# [ENTRIES PROVIDED]
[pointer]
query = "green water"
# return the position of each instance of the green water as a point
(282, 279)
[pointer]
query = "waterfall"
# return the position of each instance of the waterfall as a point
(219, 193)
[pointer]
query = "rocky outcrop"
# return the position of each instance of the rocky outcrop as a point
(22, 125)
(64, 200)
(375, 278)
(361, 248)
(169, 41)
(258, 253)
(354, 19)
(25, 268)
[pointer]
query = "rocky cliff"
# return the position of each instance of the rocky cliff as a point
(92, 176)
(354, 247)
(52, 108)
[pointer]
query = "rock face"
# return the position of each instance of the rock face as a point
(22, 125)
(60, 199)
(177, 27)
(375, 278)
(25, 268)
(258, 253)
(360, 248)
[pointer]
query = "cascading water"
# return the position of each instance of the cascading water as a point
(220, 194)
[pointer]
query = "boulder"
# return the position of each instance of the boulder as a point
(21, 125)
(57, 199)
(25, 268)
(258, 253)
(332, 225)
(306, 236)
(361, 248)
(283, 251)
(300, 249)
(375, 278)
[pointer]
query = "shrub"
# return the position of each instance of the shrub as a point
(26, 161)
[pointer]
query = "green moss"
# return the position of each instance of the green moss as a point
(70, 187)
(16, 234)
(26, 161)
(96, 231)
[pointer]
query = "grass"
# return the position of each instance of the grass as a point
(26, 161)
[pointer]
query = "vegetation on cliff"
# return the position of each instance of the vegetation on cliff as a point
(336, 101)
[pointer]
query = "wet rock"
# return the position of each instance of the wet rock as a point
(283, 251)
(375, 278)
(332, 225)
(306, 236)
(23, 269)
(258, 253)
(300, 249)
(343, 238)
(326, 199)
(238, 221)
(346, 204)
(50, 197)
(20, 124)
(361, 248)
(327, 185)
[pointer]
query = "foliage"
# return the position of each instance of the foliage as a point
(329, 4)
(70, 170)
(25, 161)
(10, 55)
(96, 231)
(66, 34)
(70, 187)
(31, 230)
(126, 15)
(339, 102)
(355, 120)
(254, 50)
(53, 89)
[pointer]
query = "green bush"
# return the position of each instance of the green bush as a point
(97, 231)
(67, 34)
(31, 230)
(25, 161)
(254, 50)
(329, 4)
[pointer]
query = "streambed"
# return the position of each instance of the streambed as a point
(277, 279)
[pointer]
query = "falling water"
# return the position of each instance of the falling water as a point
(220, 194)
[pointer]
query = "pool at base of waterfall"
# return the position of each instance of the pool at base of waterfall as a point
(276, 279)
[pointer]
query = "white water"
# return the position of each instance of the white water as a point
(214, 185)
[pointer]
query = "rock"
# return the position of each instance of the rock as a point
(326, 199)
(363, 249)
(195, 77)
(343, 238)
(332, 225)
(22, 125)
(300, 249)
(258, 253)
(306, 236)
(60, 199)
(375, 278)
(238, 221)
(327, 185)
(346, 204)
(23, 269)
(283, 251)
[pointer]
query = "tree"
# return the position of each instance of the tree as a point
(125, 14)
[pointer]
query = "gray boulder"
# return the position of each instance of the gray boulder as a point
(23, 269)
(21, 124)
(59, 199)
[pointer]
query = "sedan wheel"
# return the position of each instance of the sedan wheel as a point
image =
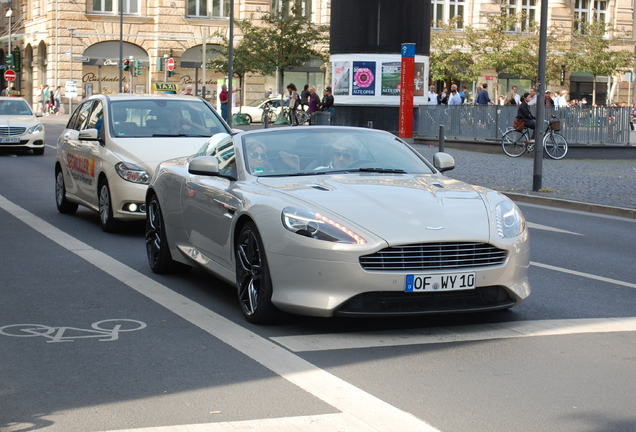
(63, 205)
(157, 247)
(106, 219)
(253, 281)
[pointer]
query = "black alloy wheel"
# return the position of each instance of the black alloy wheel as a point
(253, 281)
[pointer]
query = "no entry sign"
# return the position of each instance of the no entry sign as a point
(9, 75)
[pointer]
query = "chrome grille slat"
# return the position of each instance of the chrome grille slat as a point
(12, 130)
(434, 256)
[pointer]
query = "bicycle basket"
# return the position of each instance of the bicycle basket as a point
(555, 124)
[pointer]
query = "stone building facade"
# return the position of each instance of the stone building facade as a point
(79, 40)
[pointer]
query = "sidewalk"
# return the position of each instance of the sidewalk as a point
(605, 186)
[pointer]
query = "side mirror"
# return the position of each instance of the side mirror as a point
(204, 165)
(443, 162)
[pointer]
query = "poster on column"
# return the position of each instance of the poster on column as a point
(341, 72)
(391, 78)
(418, 81)
(363, 79)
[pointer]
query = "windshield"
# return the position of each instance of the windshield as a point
(14, 108)
(257, 103)
(163, 118)
(316, 150)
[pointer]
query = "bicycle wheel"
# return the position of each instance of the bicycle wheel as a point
(513, 143)
(555, 145)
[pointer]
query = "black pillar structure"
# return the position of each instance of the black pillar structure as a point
(370, 30)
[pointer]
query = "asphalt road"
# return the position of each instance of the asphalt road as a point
(113, 346)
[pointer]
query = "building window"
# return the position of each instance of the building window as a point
(588, 11)
(528, 11)
(220, 8)
(283, 7)
(111, 6)
(442, 11)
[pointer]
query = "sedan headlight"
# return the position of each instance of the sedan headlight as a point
(510, 221)
(311, 224)
(35, 129)
(132, 173)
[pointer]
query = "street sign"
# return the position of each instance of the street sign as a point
(9, 75)
(70, 90)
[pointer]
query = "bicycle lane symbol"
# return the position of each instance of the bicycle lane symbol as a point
(101, 330)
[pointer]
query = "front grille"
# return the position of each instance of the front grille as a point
(402, 303)
(434, 256)
(12, 130)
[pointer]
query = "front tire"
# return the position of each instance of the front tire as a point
(106, 219)
(63, 205)
(513, 143)
(157, 247)
(555, 146)
(253, 281)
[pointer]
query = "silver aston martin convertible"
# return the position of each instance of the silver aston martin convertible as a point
(339, 221)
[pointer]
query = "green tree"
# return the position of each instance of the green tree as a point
(284, 40)
(495, 46)
(594, 50)
(450, 60)
(244, 61)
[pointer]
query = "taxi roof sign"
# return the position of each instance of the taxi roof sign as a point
(163, 86)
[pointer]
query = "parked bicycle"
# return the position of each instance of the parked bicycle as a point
(515, 143)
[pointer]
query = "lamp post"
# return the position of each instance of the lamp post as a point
(70, 99)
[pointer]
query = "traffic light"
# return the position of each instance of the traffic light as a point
(137, 67)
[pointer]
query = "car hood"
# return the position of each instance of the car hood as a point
(402, 209)
(148, 153)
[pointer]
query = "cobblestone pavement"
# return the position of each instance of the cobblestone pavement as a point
(602, 182)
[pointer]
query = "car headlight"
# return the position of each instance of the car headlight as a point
(132, 173)
(311, 224)
(510, 221)
(35, 129)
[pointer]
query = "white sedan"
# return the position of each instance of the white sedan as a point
(254, 111)
(20, 128)
(112, 144)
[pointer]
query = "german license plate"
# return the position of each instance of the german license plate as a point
(440, 282)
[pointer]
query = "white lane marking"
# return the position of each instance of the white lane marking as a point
(547, 228)
(348, 399)
(321, 423)
(586, 275)
(468, 333)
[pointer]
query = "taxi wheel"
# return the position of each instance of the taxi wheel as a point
(106, 219)
(63, 205)
(253, 280)
(157, 248)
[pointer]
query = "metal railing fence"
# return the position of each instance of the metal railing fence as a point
(586, 126)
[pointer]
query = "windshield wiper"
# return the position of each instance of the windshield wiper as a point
(382, 170)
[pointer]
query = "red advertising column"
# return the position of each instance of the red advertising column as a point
(406, 91)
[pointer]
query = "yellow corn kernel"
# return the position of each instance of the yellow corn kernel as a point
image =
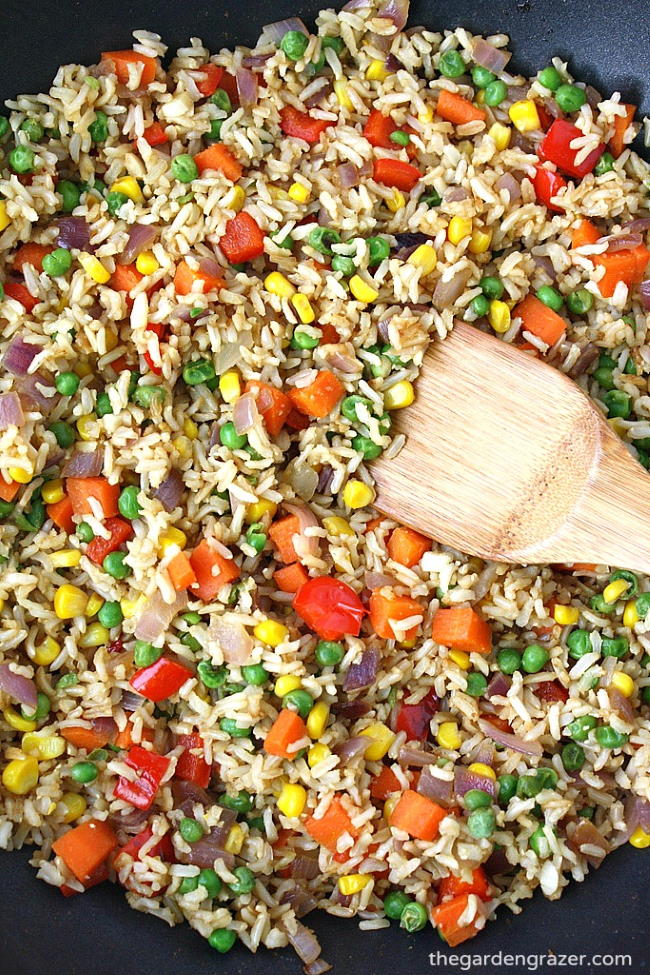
(278, 285)
(480, 241)
(53, 491)
(21, 475)
(292, 800)
(640, 839)
(66, 558)
(400, 395)
(458, 229)
(460, 658)
(94, 268)
(623, 683)
(230, 386)
(20, 776)
(235, 840)
(337, 526)
(615, 590)
(69, 601)
(523, 115)
(448, 736)
(353, 883)
(146, 263)
(95, 636)
(317, 719)
(566, 615)
(259, 510)
(4, 219)
(356, 494)
(86, 427)
(298, 193)
(396, 202)
(271, 632)
(424, 257)
(499, 316)
(44, 747)
(500, 135)
(317, 753)
(129, 186)
(171, 537)
(16, 721)
(303, 308)
(630, 614)
(46, 652)
(286, 683)
(480, 769)
(382, 738)
(362, 291)
(75, 806)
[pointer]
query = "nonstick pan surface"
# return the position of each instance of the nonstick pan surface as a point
(41, 933)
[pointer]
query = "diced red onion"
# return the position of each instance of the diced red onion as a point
(84, 463)
(22, 689)
(514, 742)
(11, 411)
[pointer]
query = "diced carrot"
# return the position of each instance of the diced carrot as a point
(383, 609)
(331, 826)
(291, 577)
(454, 108)
(281, 534)
(81, 489)
(181, 572)
(585, 233)
(84, 848)
(205, 559)
(61, 514)
(418, 816)
(287, 729)
(540, 320)
(121, 61)
(621, 125)
(461, 628)
(320, 397)
(185, 278)
(219, 158)
(407, 546)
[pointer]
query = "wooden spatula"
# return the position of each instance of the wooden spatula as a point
(506, 458)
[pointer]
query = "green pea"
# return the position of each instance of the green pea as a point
(190, 829)
(534, 658)
(570, 98)
(550, 297)
(452, 65)
(222, 939)
(70, 194)
(84, 772)
(294, 44)
(230, 438)
(115, 566)
(550, 78)
(22, 159)
(495, 92)
(329, 653)
(298, 700)
(57, 263)
(98, 128)
(184, 169)
(199, 371)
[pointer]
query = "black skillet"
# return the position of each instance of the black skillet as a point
(41, 933)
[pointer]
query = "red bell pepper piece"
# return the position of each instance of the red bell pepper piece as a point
(150, 769)
(161, 679)
(121, 531)
(556, 148)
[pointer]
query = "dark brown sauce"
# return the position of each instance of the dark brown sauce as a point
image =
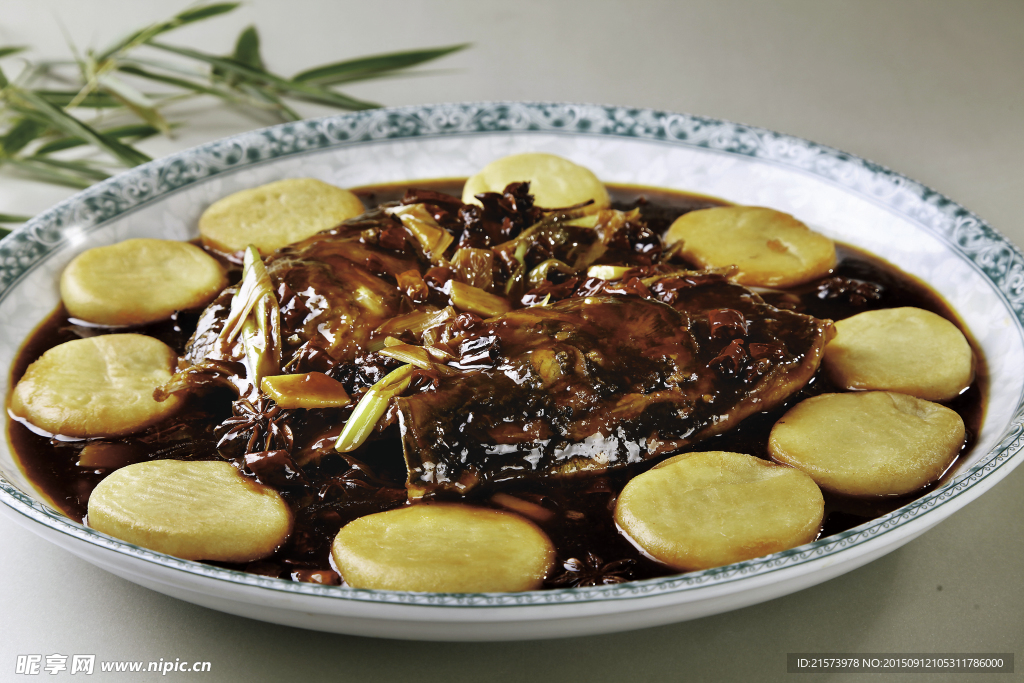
(581, 522)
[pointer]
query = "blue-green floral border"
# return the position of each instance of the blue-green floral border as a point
(1000, 262)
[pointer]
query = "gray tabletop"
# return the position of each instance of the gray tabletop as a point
(933, 89)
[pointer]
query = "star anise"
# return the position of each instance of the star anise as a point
(592, 570)
(262, 420)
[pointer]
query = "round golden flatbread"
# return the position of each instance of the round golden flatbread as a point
(767, 247)
(701, 510)
(99, 386)
(868, 443)
(909, 350)
(192, 510)
(443, 548)
(276, 214)
(139, 281)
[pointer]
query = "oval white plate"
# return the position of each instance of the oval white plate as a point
(849, 199)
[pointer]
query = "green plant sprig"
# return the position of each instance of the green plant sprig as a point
(37, 122)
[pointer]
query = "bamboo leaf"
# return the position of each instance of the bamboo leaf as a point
(247, 49)
(91, 100)
(73, 127)
(361, 68)
(135, 100)
(79, 167)
(139, 131)
(19, 135)
(9, 50)
(187, 16)
(179, 82)
(50, 175)
(309, 92)
(272, 100)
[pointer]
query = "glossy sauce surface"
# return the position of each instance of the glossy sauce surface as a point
(576, 512)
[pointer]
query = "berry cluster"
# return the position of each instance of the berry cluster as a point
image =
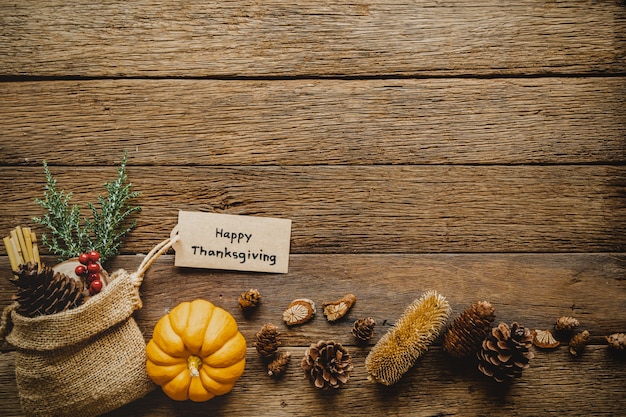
(89, 269)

# [DIRECTION]
Return every line of the listing above that holds the string "basket". Case counts.

# [FULL RESPONSE]
query = "bicycle basket"
# return the position of each instance of the bicycle basket as a point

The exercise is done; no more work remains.